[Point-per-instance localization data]
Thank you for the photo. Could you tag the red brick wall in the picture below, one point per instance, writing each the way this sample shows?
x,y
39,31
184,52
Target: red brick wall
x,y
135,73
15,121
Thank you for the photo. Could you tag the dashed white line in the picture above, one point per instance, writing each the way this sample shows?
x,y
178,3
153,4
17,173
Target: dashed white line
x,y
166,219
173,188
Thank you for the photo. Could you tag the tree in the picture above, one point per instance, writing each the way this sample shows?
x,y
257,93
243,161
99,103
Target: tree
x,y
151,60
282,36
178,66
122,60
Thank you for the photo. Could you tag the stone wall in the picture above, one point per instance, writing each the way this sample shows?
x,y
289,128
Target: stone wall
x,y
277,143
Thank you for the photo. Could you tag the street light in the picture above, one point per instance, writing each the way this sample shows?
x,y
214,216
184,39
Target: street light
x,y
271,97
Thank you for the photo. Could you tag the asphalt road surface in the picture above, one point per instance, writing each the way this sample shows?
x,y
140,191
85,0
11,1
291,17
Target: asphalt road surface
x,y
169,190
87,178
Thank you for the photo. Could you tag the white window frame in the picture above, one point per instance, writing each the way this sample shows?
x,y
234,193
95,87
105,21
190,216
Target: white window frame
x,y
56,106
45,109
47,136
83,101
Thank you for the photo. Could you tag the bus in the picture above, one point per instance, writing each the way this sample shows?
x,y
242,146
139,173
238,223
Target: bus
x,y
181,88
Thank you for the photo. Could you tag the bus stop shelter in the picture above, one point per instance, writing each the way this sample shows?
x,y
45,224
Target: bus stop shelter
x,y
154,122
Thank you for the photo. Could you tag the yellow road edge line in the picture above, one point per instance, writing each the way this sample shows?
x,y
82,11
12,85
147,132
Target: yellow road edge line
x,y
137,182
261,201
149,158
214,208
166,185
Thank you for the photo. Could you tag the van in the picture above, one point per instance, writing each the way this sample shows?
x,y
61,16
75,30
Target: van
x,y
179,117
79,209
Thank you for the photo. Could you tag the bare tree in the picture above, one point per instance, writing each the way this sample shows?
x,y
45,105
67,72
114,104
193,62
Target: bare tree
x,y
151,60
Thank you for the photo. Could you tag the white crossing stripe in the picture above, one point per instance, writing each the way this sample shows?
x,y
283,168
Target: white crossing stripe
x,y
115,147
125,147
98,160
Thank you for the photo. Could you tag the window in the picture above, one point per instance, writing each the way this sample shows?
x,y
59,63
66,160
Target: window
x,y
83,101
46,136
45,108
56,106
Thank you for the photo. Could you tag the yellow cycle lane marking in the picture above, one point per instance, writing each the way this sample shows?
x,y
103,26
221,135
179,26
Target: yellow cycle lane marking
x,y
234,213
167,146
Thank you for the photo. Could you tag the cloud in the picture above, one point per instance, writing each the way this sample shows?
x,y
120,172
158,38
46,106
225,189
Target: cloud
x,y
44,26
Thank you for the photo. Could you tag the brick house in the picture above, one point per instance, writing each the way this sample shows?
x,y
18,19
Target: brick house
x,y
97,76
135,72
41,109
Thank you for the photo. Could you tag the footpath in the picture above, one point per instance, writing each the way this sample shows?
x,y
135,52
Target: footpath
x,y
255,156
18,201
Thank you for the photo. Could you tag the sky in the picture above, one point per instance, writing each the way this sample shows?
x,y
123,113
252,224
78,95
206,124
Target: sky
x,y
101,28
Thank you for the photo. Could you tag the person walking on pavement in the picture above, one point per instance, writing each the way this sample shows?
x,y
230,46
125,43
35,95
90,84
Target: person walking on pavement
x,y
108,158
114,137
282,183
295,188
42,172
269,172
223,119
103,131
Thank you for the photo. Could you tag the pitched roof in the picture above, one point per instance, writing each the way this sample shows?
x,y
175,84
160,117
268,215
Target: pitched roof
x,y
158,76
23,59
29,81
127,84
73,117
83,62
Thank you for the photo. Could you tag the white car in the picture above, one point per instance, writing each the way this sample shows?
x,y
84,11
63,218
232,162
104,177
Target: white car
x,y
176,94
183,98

### To do
Retype each record, matching it exactly.

### Result for this exercise
Thank you for the photo. Could you tag the red brick wall in the picture below, one point per instance, writing each the way this sample shows?
x,y
39,31
184,52
Target: red brick wall
x,y
135,73
15,121
Thank you for the photo. Could you tag the dashed white line in the picture above, one point per instance, writing each the way this sample shows?
x,y
178,3
153,4
17,173
Target: dashed white line
x,y
166,219
173,188
Thank you for the photo. Could you tag the tree in the picture above, one point per instance, writing each the way this sample shows?
x,y
257,93
243,161
99,103
Target: tree
x,y
151,60
282,36
178,66
122,60
Thank you for the photo. Could you tag the stone wall in the picture above, one point per instance, writing each the way this sample shows?
x,y
289,128
Target: stone wall
x,y
277,143
Thank you for the photo. Could you tag the street light in the picture above, one point per instance, writing each the way this sample shows?
x,y
214,216
184,39
Target: street light
x,y
271,97
Thank you for the photo. Could you tag the asphalt road surface in the picture above, one point per instance, writing each the way this sample shows?
x,y
140,191
85,0
11,1
291,17
Target: asphalt road surface
x,y
169,190
87,178
Thank you for the photo. Could you tag the white window frame in the picture above, one point per instance, writing each the way this sample shows?
x,y
234,193
95,87
105,21
190,216
Target: white window frame
x,y
56,106
45,109
47,136
83,101
Thank you for the photo. Could you tag the bus in the picture above, one point per instance, writing each the way this sample shows?
x,y
242,146
139,173
238,223
Target: bus
x,y
181,88
Thank you for the photo. Could you tag the bus stop shelter in the picture above, one point per instance, writing each the way this sample shows?
x,y
45,224
Target: bus stop shelter
x,y
154,122
Thank you for the photo. Could you tag the yellow road edge line in the picture above, one point per instance, writing each the way this sample shows?
x,y
82,11
12,85
147,132
Target: yellow road edge line
x,y
137,182
261,201
149,158
214,208
166,185
Thank you for the photo. Could you tag the van in the picture above, one point per instance, writing each the way this sample shows?
x,y
61,16
75,30
Target: van
x,y
179,117
79,209
Thank you for the photo. Could you tag the bare tree in the picture above, one point per instance, writing each the way this sample shows?
x,y
45,105
67,72
114,104
193,62
Target: bare tree
x,y
151,60
Thank you for the photo. Could you tag the white crossing stripe in the picture above, one point per instance, writing each the way this sample shows?
x,y
283,168
Target: white crossing stripe
x,y
115,147
125,147
98,160
Thank you for the photo. Could you tag the window in the picture above, one point per instance, writing each the way this sample shows?
x,y
59,63
66,160
Target: window
x,y
83,101
46,136
45,108
56,106
Thank you for the photo. Could you tag the yellow cycle lane marking in the picture above, one point per instance, writing each the way this sample shows?
x,y
103,26
221,135
179,26
Target: yellow cycle lane marking
x,y
234,213
167,146
Thank you for the photo. Could you tag the cloud in the picture above, one point per instance, writing each the way this sample shows?
x,y
120,172
158,38
46,106
225,189
Target: cloud
x,y
44,26
Thank you for the photo. Could you tag the brick house in the picture above, one point per instance, writing each the way this sample shows?
x,y
18,19
Target: brick house
x,y
97,76
135,72
41,109
Thank you for the photo. Could you tag the footpath in the picture above, one point per instance, writing each the way this sample shows?
x,y
135,52
Target: footpath
x,y
255,156
18,201
Thank you for the photo. Could you tag the sky in the picture above, one point per instance, writing each the way this sample shows?
x,y
123,113
252,224
78,95
206,124
Target: sky
x,y
101,28
Thank you for the photo. Could you tag the person walking on pavement in the picture above, one point per instance, writing each the way this sample shows?
x,y
230,46
125,43
35,95
90,84
Target: person walking on pavement
x,y
108,158
114,137
282,183
295,188
42,172
269,172
223,119
103,131
Thank you for the photo. Could you tag the pitched roof in the picture above, one point per instance, writing each the way this sample shows?
x,y
175,84
160,117
268,215
Target: pitched roof
x,y
158,76
23,59
29,81
127,84
73,117
83,62
Thank you for the photo. Could you tag the white car in the picture above, one point per instance, writing each the way this sample shows?
x,y
84,11
63,218
232,162
104,177
Target: white car
x,y
176,94
183,98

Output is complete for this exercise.